═══ PAGE EXCERPT

The value of retirement plans for
many Americans has been dropping due to the falling stock market. People, especially those who were
and are planning to retire within the next
several years, are worried about what
this means to their retirement plans.
As important as the decline has been,
there has been greater concern for those
looking to retire within the next few
years. Those people are concerned with
how they’ll be able to replace the income
lost due to retirement.
The landscape of retirement planning
changed in 1986 when congress acted to
establish Defined Contribution Plans.
The Defined Contribution Plan, including 401(k) and 403(b) plans, replaced the
Defined Benefit Plan, traditional pensions for many workers.
This was the most significant change in
retirement planning since 1875, when the
first U.S. corporate pension plan was
established. This change also shifted the
retirement income responsibility from
the employer to the employee, meaning
that the employees select the investments that will eventually fund their
retirement.
Because of this shift, many in the “baby
boomer” generation (those born between
1946 and 1964) will be among the first to
retire and not receive traditional pension
checks since the late 19th century. People
are concerned due to the -38.5 percent
return of the S&P 500 in 2008.

══════
═══ STORED ROWS

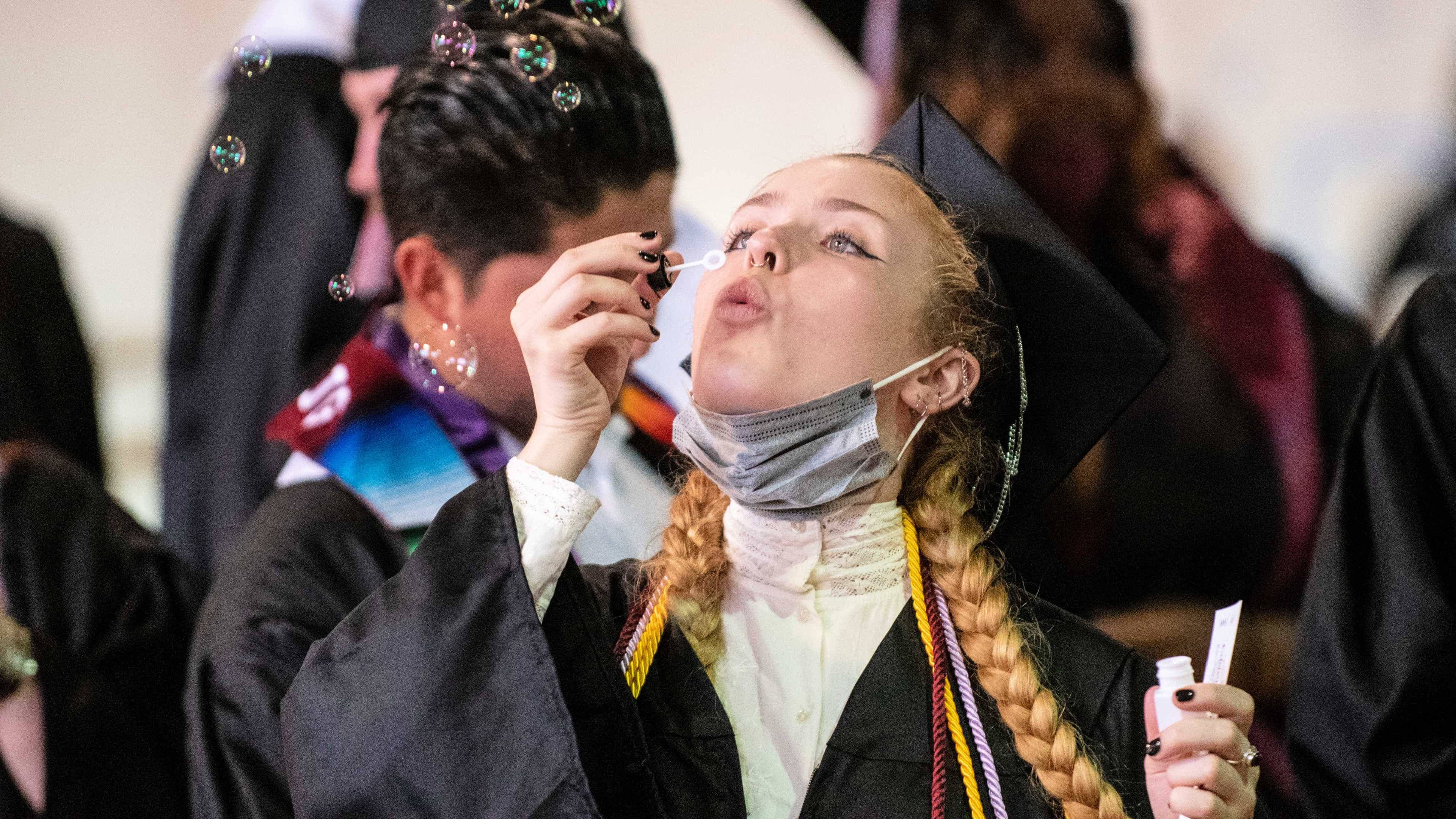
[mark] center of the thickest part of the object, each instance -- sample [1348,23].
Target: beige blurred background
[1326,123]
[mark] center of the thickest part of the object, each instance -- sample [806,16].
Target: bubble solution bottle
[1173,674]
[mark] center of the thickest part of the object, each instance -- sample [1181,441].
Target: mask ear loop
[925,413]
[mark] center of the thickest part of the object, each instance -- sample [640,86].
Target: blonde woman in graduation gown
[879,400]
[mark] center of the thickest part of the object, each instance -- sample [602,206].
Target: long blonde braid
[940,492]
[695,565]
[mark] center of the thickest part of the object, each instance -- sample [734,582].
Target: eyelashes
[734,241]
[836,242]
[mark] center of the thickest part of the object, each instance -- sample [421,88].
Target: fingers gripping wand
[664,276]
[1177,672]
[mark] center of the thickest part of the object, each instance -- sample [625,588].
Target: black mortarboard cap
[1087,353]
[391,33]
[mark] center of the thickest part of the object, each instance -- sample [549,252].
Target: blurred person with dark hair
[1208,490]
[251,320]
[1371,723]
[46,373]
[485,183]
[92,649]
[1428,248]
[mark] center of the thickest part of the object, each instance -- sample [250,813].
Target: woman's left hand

══════

> TASK REQUIREMENTS:
1. List every year mentioned in the retirement planning text, in the order it appears.
2. Continue the retirement planning text from where it stops.

> ANSWERS PER TASK:
1. 1986, 1875, 1946, 1964, 2008

2.
“The main concern for all investors is
the substantial drop in their account values,” says James C. Kaiser, an insurance
and financial advisor with Brentwood
Advisors.
Smart Business spoke with Kaiser
about how to work with your bank and
financial adviser on what to do if you are
looking to retire within the next few
years.
How can retirees and soon-to-be-retirees
work with their banks and financial advisers
to make the best of these changes?
Banks and financial advisers can be
great resources. Because the retiree
already has an established relationship with his or her bank or financial adviser,
there is a comfort level. This relationship should lead the retiree to ask if and
when he or she can retire and what
approach should be taken. There must
be a close relationship between the
client and his or her financial adviser.
The more the financial adviser knows
about the client’s needs, goals, desires
and fears, the greater the client can be
served. Communication is the key ingredient in the financial planning process.
How can you make up for the income lost to
retirement?
By working closely with your financial
adviser. Because each client is individual
and unique, each solution must be tailor-made for each client. The adviser must
understand the client’s investment
needs, goals, risk tolerance and time
horizon. For some retirees, the need may
be current income for themselves.
Others may need to protect the income
for their spouses, children and grandchildren. Solutions may include investments, long-term care, disability insurance and life insurance.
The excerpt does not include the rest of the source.